Transcribe every line of the material below verbatim, keeping its order, wording, and punctuation unchanged.

[start of RECORDS SHOWN]

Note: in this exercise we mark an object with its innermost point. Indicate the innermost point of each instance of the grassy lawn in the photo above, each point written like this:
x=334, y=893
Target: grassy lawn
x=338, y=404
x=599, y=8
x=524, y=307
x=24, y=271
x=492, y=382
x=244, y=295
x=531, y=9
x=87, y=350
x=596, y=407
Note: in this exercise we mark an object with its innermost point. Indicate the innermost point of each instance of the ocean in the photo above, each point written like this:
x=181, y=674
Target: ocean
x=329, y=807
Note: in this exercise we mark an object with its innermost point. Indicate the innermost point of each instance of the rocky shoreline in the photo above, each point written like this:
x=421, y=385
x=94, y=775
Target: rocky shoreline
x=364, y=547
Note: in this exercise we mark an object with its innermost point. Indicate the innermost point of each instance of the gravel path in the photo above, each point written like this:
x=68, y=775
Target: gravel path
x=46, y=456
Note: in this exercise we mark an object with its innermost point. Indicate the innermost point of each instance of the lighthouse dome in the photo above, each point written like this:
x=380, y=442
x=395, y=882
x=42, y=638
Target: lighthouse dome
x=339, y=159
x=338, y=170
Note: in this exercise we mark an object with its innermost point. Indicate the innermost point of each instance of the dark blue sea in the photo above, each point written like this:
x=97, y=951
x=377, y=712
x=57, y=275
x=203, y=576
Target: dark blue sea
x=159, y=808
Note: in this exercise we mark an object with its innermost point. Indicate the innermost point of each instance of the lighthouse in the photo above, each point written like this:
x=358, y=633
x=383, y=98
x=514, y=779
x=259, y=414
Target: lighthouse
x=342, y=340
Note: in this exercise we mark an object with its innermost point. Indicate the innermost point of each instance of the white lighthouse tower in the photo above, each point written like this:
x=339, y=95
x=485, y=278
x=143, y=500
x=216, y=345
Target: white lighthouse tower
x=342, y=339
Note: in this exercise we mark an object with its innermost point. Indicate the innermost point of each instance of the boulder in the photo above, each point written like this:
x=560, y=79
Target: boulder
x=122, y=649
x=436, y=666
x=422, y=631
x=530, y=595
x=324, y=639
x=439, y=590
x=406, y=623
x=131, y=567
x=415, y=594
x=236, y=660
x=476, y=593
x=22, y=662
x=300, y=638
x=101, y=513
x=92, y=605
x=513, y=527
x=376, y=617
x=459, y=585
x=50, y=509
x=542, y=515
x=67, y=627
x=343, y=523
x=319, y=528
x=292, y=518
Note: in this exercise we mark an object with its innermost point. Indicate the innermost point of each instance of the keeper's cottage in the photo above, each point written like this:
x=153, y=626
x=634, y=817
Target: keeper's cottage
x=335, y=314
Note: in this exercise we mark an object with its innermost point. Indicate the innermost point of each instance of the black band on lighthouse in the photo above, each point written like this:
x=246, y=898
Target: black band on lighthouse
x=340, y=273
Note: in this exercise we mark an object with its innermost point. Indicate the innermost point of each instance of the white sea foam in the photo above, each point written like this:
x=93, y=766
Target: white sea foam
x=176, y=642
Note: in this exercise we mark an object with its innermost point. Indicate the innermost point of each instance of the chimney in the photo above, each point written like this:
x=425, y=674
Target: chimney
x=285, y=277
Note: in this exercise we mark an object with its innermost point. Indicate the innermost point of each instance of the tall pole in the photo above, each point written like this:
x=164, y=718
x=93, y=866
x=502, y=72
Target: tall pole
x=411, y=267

[end of RECORDS SHOWN]

### RESULT OF THE EXERCISE
Note: in this exercise we mark an object with its innermost point. Indicate the innermost point of each instance of the grassy lawn in the photo above, each point written like this:
x=334, y=893
Target: grassy lawn
x=338, y=404
x=599, y=8
x=524, y=307
x=24, y=271
x=492, y=382
x=244, y=295
x=531, y=9
x=87, y=350
x=596, y=407
Note: in this exercise we mark an object with its innermost point. Indicate the innermost point of each instance of the ocean in the photo above, each point written like this:
x=181, y=674
Target: ocean
x=329, y=807
Note: in this exercise we mark an object with its innermost point. Indicate the innermost point of each instance of the rocky shoreline in the photo above, each point written like this:
x=421, y=385
x=94, y=775
Target: rocky shoreline
x=364, y=547
Note: in this exercise we mark an object with its innermost point. Indicate the innermost point of each instance of the gravel path in the photo above, each point written like this:
x=68, y=775
Target: gravel path
x=46, y=456
Note: in this exercise we mark an object with its innermost point. Indicate the innermost point of each instance of the lighthouse dome in the photo above, each point written like this:
x=380, y=442
x=395, y=882
x=42, y=638
Target: lighthouse dome
x=339, y=159
x=338, y=170
Note: in this exercise we mark an object with its innermost point. Indicate the innermost point of each instance of the dark blue sea in the photo above, each point written like this:
x=97, y=951
x=377, y=712
x=57, y=275
x=203, y=576
Target: dark blue sea
x=159, y=808
Note: in this exercise we mark an object with its innermost point. Indicate the innermost point of each instance of the lighthouse in the photo above, each point written like this:
x=358, y=633
x=383, y=98
x=514, y=779
x=259, y=414
Target: lighthouse
x=342, y=340
Note: in this exercise we mark an object with its innermost point. Indicate the innermost point of each instance of the white lighthouse tower in the photo above, each point written like this:
x=339, y=95
x=485, y=278
x=143, y=500
x=216, y=345
Target: white lighthouse tower
x=342, y=339
Note: in this exercise we mark an object with its innermost point. Indicate the innermost point of each instance of the boulder in the photo above, each point written like this:
x=560, y=79
Target: boulder
x=122, y=649
x=436, y=666
x=422, y=631
x=530, y=595
x=324, y=639
x=439, y=590
x=406, y=623
x=131, y=567
x=415, y=594
x=236, y=660
x=476, y=593
x=22, y=662
x=300, y=638
x=101, y=513
x=92, y=605
x=513, y=527
x=376, y=617
x=459, y=585
x=50, y=509
x=542, y=515
x=67, y=627
x=343, y=523
x=319, y=528
x=292, y=518
Note: in this exercise we mark an object with its innermost point. Indicate the innermost point of each instance of the keeper's cottage in the photo above, each point written like this:
x=153, y=626
x=634, y=817
Target: keeper's cottage
x=335, y=314
Note: in this exercise we mark an object with its innermost point. Indicate the innermost point of each instance of the black band on lighthouse in the photo above, each point written like this:
x=246, y=898
Target: black band on lighthouse
x=340, y=273
Note: in this exercise we mark an object with its innermost point. Indicate the innermost point of each instance of the white sea foam in the photo above, each point written like this:
x=93, y=766
Target: white sea foam
x=176, y=642
Note: in this exercise we mark an object with its innermost point. Indicate the innermost point of each instance of the chimney in the photo above, each point written like this:
x=425, y=674
Target: chimney
x=285, y=277
Note: in this exercise we mark an object with its innermost point. Indicate the innermost point of each instance of the tall pole in the photo above, each point written like this:
x=164, y=718
x=93, y=866
x=502, y=72
Target: tall pole
x=411, y=267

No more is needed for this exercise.